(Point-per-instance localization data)
+ + + + +

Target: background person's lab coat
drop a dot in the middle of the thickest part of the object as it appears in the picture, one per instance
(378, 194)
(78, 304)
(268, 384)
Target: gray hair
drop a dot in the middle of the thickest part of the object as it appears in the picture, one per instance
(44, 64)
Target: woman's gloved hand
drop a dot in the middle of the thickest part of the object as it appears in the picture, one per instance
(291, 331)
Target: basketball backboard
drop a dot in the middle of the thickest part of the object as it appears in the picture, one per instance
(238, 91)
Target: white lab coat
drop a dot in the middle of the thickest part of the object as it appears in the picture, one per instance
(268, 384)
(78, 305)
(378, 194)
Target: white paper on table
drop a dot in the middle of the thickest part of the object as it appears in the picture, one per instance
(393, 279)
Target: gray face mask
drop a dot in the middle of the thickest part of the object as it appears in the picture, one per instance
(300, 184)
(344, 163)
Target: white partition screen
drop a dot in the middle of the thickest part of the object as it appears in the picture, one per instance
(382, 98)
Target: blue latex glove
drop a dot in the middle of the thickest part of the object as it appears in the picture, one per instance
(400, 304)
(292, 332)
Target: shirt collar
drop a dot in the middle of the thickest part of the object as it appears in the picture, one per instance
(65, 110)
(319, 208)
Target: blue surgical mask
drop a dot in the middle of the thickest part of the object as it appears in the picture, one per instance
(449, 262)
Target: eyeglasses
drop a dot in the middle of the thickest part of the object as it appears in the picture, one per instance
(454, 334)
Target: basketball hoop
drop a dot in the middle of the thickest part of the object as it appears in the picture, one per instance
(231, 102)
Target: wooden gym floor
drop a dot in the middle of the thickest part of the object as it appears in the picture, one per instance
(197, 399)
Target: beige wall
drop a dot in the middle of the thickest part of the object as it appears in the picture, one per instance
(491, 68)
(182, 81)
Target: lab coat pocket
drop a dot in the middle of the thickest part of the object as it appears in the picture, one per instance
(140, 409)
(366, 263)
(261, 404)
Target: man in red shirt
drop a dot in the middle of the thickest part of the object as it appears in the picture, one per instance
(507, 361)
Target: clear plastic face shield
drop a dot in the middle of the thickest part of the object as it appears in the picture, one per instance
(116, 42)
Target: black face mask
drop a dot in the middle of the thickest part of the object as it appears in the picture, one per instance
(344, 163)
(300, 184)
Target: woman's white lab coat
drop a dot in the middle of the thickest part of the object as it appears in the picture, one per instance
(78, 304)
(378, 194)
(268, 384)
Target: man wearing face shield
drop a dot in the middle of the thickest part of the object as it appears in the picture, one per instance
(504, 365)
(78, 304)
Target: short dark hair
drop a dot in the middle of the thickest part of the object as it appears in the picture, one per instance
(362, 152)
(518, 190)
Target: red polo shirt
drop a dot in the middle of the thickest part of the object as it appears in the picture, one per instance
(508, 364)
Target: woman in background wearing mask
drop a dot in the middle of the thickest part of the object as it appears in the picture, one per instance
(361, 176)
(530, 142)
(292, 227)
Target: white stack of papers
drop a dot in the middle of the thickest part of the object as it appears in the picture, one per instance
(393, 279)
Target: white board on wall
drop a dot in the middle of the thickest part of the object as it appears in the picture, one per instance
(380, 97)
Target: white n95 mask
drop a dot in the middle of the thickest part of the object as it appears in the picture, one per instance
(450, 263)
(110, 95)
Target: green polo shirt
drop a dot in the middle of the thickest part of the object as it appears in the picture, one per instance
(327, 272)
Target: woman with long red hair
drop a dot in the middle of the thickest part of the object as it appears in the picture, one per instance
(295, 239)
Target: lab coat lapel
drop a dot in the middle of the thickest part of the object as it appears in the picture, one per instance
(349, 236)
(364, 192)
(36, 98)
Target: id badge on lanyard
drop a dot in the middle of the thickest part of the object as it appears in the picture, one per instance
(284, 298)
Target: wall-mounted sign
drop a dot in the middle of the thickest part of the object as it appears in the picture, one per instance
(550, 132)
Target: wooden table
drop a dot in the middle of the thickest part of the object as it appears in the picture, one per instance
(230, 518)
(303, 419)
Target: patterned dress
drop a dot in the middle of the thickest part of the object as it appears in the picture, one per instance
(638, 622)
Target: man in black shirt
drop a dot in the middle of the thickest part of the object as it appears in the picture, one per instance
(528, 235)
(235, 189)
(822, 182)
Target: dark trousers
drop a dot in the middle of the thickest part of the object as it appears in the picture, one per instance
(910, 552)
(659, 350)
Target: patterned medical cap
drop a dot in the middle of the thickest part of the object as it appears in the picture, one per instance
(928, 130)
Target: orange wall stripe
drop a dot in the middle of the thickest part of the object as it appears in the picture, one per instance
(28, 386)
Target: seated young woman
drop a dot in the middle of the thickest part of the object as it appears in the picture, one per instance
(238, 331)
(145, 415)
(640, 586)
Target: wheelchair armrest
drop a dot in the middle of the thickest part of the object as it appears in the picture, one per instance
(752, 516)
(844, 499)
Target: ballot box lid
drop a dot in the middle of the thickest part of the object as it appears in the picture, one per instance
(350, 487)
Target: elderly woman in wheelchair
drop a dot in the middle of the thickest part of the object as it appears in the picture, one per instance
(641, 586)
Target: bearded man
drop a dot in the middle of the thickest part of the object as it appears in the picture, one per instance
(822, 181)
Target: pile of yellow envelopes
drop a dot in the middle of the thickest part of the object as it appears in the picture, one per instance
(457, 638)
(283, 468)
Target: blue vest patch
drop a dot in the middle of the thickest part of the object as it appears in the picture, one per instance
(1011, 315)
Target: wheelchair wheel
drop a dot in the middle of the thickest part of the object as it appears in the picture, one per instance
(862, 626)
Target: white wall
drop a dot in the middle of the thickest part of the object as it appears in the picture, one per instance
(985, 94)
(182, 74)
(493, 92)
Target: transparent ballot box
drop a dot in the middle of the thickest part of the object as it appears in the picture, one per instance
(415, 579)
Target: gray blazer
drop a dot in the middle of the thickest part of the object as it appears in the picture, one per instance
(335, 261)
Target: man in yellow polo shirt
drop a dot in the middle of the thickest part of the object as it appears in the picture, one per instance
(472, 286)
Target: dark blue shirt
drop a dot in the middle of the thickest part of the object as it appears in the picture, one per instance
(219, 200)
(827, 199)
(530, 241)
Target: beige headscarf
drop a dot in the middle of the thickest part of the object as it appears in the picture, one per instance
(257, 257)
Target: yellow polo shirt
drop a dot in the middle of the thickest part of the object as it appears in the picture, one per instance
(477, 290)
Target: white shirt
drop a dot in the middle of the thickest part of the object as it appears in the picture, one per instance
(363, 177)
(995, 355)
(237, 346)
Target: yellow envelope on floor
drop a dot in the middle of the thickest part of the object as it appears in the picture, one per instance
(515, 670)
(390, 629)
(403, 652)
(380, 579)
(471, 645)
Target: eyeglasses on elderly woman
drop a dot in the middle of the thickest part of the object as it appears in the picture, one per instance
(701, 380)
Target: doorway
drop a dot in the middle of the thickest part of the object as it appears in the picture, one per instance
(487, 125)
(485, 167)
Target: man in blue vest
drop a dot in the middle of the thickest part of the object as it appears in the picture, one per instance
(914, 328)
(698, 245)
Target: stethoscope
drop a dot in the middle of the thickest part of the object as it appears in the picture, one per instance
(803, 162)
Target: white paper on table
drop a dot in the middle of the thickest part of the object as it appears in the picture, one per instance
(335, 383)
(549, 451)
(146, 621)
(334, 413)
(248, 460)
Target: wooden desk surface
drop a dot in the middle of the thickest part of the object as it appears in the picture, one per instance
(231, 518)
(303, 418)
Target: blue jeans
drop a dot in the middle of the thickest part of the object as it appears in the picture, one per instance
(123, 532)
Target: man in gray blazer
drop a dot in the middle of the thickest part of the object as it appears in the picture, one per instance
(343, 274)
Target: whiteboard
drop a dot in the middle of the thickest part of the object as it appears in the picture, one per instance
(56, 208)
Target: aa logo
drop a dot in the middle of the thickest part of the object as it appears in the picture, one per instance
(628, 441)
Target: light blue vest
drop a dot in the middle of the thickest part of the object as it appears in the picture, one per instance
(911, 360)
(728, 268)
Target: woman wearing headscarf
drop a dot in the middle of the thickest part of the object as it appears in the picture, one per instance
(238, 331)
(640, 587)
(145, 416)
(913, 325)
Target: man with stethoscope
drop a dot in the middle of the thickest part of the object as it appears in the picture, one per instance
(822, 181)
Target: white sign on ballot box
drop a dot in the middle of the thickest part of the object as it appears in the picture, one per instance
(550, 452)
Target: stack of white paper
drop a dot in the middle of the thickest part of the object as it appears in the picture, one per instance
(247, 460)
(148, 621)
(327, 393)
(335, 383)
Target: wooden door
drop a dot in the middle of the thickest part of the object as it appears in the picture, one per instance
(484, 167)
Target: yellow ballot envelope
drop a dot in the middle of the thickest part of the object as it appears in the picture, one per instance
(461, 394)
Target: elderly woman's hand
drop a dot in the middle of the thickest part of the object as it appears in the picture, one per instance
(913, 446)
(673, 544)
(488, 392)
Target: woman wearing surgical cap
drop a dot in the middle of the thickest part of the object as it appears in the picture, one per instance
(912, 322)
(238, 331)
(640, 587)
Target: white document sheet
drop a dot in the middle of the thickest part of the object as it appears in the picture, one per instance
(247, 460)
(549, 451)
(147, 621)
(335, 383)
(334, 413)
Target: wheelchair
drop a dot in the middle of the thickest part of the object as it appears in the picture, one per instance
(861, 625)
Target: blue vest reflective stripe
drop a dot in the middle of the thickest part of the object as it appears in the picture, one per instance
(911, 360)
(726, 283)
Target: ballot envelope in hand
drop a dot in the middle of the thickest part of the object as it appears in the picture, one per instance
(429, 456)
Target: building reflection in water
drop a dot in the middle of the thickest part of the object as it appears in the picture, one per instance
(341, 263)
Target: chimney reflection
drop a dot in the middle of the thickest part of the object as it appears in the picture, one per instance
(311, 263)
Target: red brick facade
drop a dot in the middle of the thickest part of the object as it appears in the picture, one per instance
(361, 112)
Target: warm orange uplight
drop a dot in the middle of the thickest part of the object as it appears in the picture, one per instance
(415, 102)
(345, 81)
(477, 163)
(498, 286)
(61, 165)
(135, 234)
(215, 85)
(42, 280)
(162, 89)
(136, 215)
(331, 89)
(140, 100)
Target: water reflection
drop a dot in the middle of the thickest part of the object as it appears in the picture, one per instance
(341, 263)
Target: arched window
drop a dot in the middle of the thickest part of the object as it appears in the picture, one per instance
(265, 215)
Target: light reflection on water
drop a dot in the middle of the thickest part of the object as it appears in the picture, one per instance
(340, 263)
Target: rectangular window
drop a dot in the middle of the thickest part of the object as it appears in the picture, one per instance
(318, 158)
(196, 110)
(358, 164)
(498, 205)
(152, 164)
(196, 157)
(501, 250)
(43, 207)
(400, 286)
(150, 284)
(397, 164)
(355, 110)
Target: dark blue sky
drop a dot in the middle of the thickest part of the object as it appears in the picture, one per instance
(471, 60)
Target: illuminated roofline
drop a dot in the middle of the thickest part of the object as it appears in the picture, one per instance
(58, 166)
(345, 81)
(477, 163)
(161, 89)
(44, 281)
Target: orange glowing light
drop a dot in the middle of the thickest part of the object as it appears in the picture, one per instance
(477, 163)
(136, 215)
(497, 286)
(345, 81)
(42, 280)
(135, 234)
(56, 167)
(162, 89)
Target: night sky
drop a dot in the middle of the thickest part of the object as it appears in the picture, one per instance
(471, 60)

+ + + + +

WORK INSTRUCTIONS |
Each line of the data that contains "stethoscope" belongs in the answer.

WRITTEN RESPONSE |
Target: stethoscope
Target: man with stethoscope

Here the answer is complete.